- _AUFGABE 1_
Wie lange dauerte laut der Rezension Guy Delisles Aufenthalt in Pjöngjang?
- _AUFGABE 2_
Gib den Abschnitt der Rezension zwischen „Bewertet mit 5“ und „die Überwachung sicherstellt.“, beide eingeschlossen, wortwörtlich wieder.

- _AUSZUG_

______________________________

Rezension

Grafischer Reisebericht mit Tiefgang

Pjöngjang - Guy Delisle

Pjöngjang
von Guy Delisle

Bewertet mit 5 Sternen

Sehr gut gemachter Comic über das "alltägliche" Leben in der Hauptstadt Nordkoreas.
Guy Delisle schildert seinen zweimonatigen Aufenhalt in Pjöngjang sehr detailliert, geht auf verschiedenen Aspekte seiner Arbeit ein, unter anderem die Unterschiede in den Mentalitäten, Verständigungsprobleme mit den Mitarbeitern trotz Dolmetscher usw., auf der anderen Seite widmet er sich den Freizeitaktivitäten, denen man sich dort hingeben kann/darf/muss/soll, sofern man von Freizeit sprechen kann, wenn stets der zugeteilte Übersetzer gleichzeitig die Überwachung sicherstellt.
Dabei harmoniert der im Vergleich zu anderen Comics durchaus einfachere Zeichenstil gut mit dem Inhalt und lenkt durch seine Zurückhaltung nicht vom Thema ab, die schlichten Graustufen erzeugen einige gewisse Beklemmung, die zu diesen dystopisch anmutenden Zuständen passt.

______________________________

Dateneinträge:
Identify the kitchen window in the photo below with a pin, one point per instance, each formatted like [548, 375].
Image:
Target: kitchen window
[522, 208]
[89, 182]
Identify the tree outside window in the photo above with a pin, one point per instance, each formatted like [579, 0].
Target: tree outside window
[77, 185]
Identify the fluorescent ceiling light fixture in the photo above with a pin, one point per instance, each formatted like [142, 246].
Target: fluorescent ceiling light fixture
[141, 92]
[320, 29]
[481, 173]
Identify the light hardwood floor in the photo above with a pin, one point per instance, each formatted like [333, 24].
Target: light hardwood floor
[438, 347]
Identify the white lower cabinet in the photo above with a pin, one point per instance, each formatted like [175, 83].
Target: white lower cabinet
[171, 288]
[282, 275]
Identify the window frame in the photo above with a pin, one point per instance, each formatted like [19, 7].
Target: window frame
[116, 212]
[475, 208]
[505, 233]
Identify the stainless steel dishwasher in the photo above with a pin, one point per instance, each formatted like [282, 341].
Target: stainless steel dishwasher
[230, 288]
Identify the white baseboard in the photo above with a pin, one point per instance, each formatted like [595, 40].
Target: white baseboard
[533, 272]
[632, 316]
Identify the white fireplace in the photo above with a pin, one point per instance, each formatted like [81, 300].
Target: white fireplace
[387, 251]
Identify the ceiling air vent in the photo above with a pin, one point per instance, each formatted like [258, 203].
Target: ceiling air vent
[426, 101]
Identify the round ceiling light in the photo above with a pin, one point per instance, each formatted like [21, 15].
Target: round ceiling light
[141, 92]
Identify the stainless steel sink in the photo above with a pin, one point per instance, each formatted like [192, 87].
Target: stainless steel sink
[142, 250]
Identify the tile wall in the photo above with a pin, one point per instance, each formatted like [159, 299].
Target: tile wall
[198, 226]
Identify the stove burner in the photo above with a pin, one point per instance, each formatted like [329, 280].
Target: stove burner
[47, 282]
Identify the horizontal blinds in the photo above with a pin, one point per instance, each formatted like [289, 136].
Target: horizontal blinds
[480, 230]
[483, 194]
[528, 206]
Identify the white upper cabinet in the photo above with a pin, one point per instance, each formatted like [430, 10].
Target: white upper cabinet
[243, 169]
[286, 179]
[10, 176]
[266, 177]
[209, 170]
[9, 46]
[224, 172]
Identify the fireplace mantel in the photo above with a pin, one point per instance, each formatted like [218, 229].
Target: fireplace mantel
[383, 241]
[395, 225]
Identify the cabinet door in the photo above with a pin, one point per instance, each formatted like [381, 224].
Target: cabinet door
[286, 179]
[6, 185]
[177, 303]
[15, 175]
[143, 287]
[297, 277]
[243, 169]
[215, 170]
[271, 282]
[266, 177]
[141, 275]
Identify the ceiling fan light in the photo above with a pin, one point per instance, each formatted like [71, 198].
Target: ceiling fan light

______________________________

- _SCHRIFTLICHE ANTWORT 1_
Zwei Monate.

- _SCHRIFTLICHE ANTWORT 2_
Bewertet mit 5 Sternen

Sehr gut gemachter Comic über das "alltägliche" Leben in der Hauptstadt Nordkoreas.
Guy Delisle schildert seinen zweimonatigen Aufenhalt in Pjöngjang sehr detailliert, geht auf verschiedenen Aspekte seiner Arbeit ein, unter anderem die Unterschiede in den Mentalitäten, Verständigungsprobleme mit den Mitarbeitern trotz Dolmetscher usw., auf der anderen Seite widmet er sich den Freizeitaktivitäten, denen man sich dort hingeben kann/darf/muss/soll, sofern man von Freizeit sprechen kann, wenn stets der zugeteilte Übersetzer gleichzeitig die Überwachung sicherstellt.